**TASK BRIEF**
Take the entries that follow and return exactly the lines from the one holding "211L94 212L95 191L91" through the one holding "negative clicks: (230, 181) (242, 185)", both included. Nothing else is needed.

[Collected data entries]
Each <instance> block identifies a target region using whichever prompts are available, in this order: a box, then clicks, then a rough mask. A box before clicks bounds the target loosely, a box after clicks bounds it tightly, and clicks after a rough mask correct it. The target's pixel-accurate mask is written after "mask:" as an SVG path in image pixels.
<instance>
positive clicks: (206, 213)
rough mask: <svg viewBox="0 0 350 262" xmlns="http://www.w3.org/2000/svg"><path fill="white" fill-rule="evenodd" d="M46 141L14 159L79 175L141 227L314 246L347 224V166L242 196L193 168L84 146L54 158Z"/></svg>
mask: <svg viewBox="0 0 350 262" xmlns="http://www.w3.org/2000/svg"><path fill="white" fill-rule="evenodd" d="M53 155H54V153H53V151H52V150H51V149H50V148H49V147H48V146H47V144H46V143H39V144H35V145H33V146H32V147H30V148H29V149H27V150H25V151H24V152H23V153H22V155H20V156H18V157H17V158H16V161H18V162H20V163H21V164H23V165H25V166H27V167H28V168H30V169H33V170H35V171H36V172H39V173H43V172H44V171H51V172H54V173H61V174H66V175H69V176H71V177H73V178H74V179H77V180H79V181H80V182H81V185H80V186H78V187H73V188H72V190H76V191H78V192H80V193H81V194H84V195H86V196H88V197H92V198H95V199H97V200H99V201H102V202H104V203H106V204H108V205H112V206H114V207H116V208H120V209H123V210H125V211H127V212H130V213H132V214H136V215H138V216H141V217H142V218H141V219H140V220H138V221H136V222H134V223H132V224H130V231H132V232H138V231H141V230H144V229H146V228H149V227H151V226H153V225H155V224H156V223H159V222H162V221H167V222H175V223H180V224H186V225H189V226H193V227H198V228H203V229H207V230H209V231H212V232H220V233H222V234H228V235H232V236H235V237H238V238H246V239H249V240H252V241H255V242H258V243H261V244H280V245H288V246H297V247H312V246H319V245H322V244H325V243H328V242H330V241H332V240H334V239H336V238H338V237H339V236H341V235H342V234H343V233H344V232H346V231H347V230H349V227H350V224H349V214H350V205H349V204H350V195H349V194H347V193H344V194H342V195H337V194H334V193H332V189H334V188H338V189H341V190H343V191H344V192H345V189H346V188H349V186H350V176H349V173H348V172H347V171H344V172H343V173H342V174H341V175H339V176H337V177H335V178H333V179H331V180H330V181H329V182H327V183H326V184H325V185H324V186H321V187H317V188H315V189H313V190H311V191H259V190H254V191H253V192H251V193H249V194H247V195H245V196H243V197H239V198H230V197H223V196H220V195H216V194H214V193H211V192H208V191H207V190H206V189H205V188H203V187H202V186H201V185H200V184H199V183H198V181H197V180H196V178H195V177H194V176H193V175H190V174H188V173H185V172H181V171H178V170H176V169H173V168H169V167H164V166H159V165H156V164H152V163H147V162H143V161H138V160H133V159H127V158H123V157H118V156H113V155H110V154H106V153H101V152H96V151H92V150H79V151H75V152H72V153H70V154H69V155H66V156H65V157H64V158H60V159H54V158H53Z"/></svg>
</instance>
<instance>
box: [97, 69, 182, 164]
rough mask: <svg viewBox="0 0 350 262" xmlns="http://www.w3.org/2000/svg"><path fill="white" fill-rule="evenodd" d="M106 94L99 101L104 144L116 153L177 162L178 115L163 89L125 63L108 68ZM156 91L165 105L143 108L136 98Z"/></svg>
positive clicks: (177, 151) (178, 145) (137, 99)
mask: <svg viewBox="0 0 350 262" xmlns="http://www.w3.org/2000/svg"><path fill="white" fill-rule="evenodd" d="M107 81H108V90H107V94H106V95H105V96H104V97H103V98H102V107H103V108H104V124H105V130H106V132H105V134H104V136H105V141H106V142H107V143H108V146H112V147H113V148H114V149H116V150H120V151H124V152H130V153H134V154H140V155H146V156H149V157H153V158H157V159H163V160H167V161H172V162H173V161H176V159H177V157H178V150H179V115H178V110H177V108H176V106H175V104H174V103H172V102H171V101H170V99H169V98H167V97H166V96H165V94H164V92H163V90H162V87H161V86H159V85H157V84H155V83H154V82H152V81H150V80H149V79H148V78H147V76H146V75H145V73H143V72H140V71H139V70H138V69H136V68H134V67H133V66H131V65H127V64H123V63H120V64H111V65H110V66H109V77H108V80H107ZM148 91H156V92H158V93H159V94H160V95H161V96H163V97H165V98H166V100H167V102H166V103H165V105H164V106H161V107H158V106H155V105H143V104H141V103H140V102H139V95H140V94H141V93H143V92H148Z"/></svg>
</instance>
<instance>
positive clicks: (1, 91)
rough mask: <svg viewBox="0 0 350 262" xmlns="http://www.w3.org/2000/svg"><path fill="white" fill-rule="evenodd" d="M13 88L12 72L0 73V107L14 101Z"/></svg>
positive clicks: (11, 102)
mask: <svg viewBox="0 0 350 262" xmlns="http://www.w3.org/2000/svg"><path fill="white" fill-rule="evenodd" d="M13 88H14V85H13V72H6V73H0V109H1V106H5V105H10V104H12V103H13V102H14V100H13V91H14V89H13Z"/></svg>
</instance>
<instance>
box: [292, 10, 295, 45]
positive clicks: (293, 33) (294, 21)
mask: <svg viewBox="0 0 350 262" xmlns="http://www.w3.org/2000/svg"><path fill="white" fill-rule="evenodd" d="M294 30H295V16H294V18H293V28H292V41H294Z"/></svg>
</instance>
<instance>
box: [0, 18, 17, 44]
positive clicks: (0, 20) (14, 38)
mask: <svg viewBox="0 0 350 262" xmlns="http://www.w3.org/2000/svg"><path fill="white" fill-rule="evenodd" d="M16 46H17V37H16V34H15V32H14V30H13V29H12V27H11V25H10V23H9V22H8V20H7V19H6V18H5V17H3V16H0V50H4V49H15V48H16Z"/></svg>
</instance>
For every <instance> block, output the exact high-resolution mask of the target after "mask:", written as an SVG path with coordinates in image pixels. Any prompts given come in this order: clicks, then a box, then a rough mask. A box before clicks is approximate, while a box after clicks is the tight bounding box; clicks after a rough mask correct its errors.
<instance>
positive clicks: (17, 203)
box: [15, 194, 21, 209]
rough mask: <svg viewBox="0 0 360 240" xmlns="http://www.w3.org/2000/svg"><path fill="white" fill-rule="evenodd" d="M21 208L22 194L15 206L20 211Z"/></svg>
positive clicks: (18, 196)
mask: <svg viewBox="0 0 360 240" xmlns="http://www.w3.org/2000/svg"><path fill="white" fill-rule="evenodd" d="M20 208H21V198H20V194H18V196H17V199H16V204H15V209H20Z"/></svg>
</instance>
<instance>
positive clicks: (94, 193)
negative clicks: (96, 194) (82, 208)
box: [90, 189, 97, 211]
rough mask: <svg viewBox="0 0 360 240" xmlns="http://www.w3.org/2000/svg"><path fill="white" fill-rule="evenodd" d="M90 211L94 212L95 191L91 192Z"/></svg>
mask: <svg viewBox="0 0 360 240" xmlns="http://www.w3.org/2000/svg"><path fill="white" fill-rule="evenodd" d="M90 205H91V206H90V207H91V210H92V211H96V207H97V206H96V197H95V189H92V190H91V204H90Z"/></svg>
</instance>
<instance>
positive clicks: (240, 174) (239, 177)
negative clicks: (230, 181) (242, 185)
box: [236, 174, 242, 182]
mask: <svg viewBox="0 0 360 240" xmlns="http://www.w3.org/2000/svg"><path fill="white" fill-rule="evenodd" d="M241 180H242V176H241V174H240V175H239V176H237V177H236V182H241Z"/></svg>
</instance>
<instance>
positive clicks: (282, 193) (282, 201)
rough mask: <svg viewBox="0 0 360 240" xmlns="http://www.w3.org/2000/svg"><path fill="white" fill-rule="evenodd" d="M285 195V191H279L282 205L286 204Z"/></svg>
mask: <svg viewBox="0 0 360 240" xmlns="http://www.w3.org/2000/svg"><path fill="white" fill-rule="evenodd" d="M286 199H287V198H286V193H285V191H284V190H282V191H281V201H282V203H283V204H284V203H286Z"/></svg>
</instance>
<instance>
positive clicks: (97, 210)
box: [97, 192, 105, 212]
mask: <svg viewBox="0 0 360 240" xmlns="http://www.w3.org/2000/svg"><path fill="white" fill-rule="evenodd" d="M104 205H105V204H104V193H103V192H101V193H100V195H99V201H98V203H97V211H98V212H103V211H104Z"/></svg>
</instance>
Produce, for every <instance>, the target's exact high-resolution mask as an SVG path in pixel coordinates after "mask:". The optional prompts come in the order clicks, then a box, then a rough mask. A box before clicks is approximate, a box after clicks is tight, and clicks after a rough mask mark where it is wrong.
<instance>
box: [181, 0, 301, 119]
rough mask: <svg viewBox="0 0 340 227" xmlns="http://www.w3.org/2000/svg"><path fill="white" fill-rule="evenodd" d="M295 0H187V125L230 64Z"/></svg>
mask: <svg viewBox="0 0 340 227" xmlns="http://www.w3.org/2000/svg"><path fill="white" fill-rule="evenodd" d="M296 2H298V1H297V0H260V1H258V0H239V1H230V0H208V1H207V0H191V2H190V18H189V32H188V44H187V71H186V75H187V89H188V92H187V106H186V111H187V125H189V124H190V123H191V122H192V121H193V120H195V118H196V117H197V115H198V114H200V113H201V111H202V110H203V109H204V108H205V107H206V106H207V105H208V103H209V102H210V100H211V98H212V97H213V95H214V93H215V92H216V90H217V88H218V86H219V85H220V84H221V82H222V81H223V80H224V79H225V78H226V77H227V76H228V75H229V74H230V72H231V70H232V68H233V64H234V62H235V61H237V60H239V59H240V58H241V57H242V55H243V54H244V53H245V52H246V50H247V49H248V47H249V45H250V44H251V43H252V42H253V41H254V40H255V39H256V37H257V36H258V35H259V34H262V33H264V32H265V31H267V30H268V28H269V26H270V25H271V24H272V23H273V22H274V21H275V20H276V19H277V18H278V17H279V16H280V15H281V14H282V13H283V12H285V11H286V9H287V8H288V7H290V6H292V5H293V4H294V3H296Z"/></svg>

**ANSWER FOR THIS EXERCISE**
rough mask: <svg viewBox="0 0 360 240" xmlns="http://www.w3.org/2000/svg"><path fill="white" fill-rule="evenodd" d="M90 211L94 212L95 191L91 192Z"/></svg>
mask: <svg viewBox="0 0 360 240" xmlns="http://www.w3.org/2000/svg"><path fill="white" fill-rule="evenodd" d="M90 205H91V206H90V207H91V210H92V211H96V207H97V206H96V197H95V189H92V190H91V204H90Z"/></svg>
</instance>
<instance>
positive clicks: (240, 174) (239, 177)
negative clicks: (230, 181) (242, 185)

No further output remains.